* Exercise objective *
Pull out every line of the listing below that contains the word "Target", and copy each one in full.

* Record set *
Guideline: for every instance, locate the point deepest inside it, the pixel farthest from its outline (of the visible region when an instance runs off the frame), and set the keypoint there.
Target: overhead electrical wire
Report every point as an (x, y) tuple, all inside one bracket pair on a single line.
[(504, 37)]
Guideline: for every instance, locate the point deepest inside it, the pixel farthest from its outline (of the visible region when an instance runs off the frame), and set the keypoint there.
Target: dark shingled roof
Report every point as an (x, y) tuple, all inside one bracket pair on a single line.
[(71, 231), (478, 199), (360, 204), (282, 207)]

---

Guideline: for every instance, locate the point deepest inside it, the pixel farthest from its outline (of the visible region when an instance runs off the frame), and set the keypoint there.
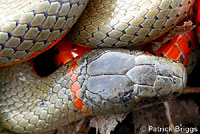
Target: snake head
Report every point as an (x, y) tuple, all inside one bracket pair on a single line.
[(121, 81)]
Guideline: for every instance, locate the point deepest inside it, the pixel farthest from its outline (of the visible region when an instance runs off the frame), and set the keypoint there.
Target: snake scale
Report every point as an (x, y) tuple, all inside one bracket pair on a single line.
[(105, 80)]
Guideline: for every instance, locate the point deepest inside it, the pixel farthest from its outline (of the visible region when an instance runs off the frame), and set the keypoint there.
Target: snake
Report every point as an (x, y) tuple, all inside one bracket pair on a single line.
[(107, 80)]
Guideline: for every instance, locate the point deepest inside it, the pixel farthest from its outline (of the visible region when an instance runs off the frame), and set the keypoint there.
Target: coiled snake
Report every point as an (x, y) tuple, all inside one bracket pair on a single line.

* Task response *
Target: overhead electrical wire
Target: dark shingled roof
Target: snake head
Target: snake scale
Target: snake
Target: coiled snake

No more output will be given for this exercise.